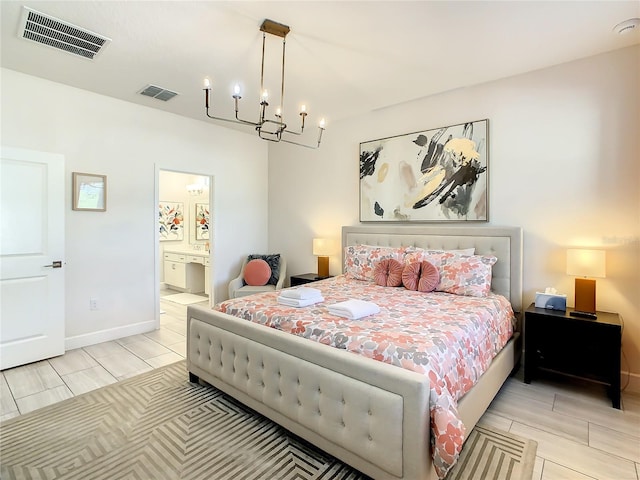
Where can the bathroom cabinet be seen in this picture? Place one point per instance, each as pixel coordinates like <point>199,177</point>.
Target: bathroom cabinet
<point>185,270</point>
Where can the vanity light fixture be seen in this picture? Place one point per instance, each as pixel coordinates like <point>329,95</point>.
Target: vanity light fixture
<point>271,129</point>
<point>195,189</point>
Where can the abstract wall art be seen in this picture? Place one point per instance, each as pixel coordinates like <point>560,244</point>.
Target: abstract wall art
<point>171,221</point>
<point>438,175</point>
<point>202,221</point>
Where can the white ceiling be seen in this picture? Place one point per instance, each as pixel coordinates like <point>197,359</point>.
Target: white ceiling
<point>343,58</point>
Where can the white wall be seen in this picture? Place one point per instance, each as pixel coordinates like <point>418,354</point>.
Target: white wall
<point>112,255</point>
<point>564,165</point>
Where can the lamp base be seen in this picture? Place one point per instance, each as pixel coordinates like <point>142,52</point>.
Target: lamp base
<point>323,267</point>
<point>590,316</point>
<point>585,295</point>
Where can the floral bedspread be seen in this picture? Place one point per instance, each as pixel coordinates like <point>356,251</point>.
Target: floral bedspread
<point>450,338</point>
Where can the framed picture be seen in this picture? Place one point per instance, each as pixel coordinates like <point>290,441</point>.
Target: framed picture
<point>89,192</point>
<point>202,221</point>
<point>439,175</point>
<point>171,220</point>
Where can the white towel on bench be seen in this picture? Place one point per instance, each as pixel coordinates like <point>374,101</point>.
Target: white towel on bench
<point>354,309</point>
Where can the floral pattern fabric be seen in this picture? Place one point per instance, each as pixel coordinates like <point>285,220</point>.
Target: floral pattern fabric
<point>451,339</point>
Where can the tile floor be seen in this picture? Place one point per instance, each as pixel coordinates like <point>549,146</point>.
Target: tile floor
<point>579,435</point>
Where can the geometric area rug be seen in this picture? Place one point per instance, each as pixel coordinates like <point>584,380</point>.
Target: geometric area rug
<point>160,426</point>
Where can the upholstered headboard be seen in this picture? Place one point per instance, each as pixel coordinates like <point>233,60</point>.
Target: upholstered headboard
<point>505,243</point>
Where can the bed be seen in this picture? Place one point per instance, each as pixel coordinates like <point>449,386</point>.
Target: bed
<point>372,415</point>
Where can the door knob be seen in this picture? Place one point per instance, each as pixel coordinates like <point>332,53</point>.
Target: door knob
<point>56,264</point>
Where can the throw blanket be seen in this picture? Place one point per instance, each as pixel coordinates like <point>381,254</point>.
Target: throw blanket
<point>450,338</point>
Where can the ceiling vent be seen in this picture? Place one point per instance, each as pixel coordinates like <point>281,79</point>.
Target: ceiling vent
<point>50,31</point>
<point>158,92</point>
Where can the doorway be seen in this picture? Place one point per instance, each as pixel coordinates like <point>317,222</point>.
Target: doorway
<point>184,240</point>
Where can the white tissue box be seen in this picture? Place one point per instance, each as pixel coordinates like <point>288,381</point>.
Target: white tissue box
<point>551,301</point>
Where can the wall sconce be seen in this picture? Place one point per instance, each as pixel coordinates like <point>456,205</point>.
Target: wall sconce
<point>322,249</point>
<point>585,263</point>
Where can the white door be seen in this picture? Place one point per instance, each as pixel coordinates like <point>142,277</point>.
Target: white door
<point>31,256</point>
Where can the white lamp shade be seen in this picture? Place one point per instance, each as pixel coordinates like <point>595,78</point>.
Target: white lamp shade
<point>586,263</point>
<point>321,247</point>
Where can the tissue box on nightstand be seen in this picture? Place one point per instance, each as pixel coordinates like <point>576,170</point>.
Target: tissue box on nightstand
<point>551,301</point>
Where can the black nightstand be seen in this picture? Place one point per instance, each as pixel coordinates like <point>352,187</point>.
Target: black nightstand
<point>586,348</point>
<point>305,278</point>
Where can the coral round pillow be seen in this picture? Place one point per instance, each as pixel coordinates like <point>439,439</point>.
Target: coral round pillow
<point>429,277</point>
<point>257,272</point>
<point>411,275</point>
<point>388,273</point>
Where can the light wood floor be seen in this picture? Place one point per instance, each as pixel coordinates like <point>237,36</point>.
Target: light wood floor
<point>580,436</point>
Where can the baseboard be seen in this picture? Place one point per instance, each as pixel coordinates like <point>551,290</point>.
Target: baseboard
<point>632,382</point>
<point>92,338</point>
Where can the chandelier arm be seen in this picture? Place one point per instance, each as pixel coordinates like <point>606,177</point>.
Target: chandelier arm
<point>231,120</point>
<point>301,144</point>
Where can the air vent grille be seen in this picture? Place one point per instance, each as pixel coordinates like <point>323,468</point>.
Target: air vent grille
<point>158,93</point>
<point>50,31</point>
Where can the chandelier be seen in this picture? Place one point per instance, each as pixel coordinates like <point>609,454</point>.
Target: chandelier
<point>271,129</point>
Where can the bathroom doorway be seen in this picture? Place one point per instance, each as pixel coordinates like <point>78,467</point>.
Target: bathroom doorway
<point>184,240</point>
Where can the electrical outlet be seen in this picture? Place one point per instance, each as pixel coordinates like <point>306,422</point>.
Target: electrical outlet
<point>93,304</point>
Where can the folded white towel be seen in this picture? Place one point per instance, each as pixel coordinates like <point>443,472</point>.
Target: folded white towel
<point>354,309</point>
<point>301,293</point>
<point>294,302</point>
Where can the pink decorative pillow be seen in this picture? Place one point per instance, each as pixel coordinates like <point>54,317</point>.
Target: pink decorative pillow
<point>411,275</point>
<point>466,275</point>
<point>257,272</point>
<point>388,273</point>
<point>360,260</point>
<point>429,277</point>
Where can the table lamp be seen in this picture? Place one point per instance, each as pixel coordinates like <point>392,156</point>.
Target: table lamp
<point>585,263</point>
<point>322,249</point>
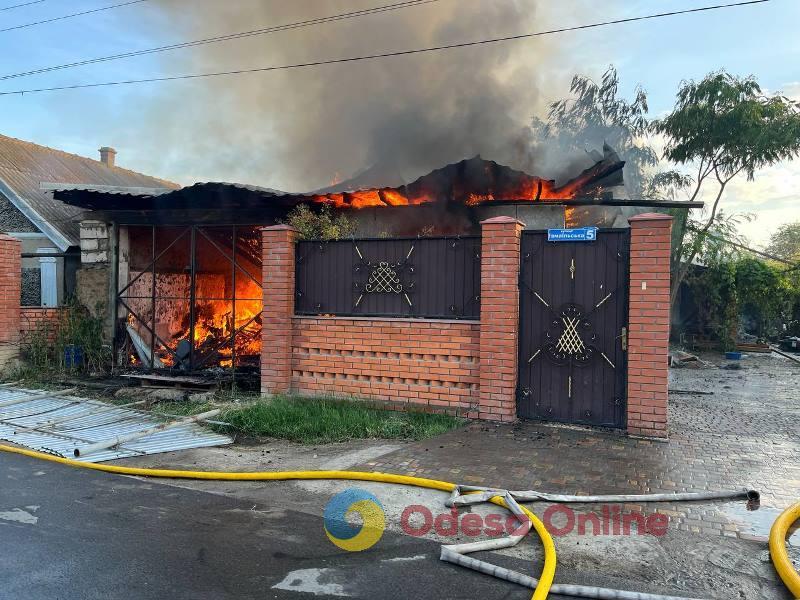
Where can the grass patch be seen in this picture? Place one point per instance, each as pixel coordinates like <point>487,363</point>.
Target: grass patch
<point>181,409</point>
<point>321,420</point>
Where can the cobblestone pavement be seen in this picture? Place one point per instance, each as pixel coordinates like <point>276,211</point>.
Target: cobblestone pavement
<point>745,434</point>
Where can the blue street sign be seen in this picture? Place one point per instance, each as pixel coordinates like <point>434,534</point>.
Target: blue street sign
<point>581,234</point>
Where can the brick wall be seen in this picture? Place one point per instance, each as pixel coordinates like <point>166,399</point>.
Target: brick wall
<point>457,366</point>
<point>499,318</point>
<point>10,293</point>
<point>39,319</point>
<point>648,320</point>
<point>425,364</point>
<point>278,281</point>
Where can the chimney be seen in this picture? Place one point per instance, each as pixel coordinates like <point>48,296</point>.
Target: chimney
<point>107,156</point>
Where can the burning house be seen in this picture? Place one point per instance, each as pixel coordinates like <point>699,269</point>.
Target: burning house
<point>183,267</point>
<point>451,295</point>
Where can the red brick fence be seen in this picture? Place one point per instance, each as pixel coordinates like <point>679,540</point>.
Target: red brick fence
<point>459,366</point>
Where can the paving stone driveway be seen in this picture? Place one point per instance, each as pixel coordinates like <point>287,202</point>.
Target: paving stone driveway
<point>746,434</point>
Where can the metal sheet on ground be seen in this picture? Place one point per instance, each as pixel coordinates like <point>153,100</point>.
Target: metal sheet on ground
<point>45,424</point>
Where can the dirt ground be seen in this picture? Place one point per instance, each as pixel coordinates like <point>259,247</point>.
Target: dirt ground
<point>744,433</point>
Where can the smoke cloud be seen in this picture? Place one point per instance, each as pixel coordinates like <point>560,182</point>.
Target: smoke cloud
<point>401,116</point>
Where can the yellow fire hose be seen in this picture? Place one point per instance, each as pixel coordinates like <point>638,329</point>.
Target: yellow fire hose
<point>778,552</point>
<point>545,580</point>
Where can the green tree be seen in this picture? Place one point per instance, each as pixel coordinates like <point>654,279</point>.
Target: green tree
<point>320,224</point>
<point>724,126</point>
<point>595,115</point>
<point>785,243</point>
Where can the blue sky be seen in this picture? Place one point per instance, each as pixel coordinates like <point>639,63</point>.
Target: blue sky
<point>761,40</point>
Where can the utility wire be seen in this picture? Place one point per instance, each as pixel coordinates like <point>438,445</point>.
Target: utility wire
<point>70,16</point>
<point>383,54</point>
<point>223,38</point>
<point>13,6</point>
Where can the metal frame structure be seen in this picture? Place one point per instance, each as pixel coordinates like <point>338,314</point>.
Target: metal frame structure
<point>195,234</point>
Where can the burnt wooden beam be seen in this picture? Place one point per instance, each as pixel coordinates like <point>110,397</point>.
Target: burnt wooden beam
<point>600,202</point>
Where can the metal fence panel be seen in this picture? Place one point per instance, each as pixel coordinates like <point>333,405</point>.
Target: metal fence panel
<point>436,278</point>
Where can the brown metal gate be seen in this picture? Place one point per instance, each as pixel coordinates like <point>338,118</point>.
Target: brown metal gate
<point>573,336</point>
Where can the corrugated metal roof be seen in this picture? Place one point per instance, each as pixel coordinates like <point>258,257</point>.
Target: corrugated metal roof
<point>25,165</point>
<point>94,421</point>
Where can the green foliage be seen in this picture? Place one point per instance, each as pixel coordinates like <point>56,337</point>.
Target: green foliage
<point>324,421</point>
<point>785,243</point>
<point>320,224</point>
<point>45,347</point>
<point>727,123</point>
<point>714,288</point>
<point>737,285</point>
<point>595,115</point>
<point>723,126</point>
<point>763,291</point>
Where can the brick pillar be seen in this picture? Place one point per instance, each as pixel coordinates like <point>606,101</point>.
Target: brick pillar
<point>278,243</point>
<point>648,322</point>
<point>10,292</point>
<point>499,318</point>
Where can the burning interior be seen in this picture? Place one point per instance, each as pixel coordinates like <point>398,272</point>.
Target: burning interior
<point>190,297</point>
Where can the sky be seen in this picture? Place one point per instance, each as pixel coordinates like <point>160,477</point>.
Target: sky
<point>162,129</point>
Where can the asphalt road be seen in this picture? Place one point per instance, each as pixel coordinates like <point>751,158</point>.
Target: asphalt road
<point>69,533</point>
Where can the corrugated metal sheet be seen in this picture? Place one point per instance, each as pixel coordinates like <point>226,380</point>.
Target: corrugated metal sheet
<point>24,165</point>
<point>95,421</point>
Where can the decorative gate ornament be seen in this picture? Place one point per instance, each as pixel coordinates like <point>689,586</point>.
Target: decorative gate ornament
<point>569,337</point>
<point>384,277</point>
<point>383,280</point>
<point>568,350</point>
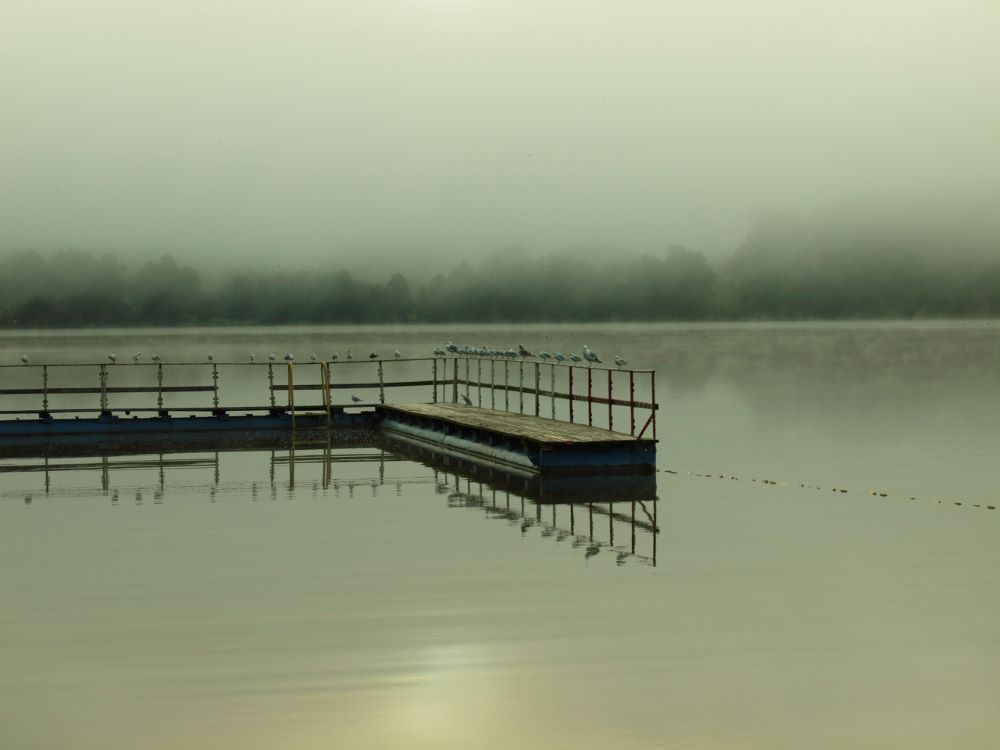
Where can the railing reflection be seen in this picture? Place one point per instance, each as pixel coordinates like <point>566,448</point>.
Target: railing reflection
<point>615,513</point>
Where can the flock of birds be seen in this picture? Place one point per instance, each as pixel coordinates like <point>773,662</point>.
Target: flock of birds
<point>450,349</point>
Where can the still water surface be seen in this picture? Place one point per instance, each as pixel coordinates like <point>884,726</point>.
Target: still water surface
<point>213,602</point>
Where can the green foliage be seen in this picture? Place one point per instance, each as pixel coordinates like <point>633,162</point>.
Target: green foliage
<point>786,269</point>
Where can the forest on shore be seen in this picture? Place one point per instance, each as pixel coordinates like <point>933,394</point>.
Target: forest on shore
<point>786,269</point>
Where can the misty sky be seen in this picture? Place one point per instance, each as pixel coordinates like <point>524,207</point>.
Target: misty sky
<point>286,130</point>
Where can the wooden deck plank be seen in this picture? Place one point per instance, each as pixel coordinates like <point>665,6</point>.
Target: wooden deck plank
<point>530,427</point>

# [EXERCISE INSTRUCTIONS]
Looking at the records above, return exactly the lines from the line with "Where can the smoke" to the line with "Where can the green tree", both ends included.

# [EXERCISE OUTPUT]
Where can the smoke cloud be seen in this picture? Place one point per instance, each as pixel coordinates like <point>560,182</point>.
Target: smoke cloud
<point>401,116</point>
Where can the yellow fire hose be seen in this picture? Place one point per instance, each as pixel coordinates like <point>638,329</point>.
Target: yellow fire hose
<point>778,552</point>
<point>545,580</point>
Where can the green tree be seen in this picture? Place one point per instance, each as pixel coordinates like <point>654,279</point>.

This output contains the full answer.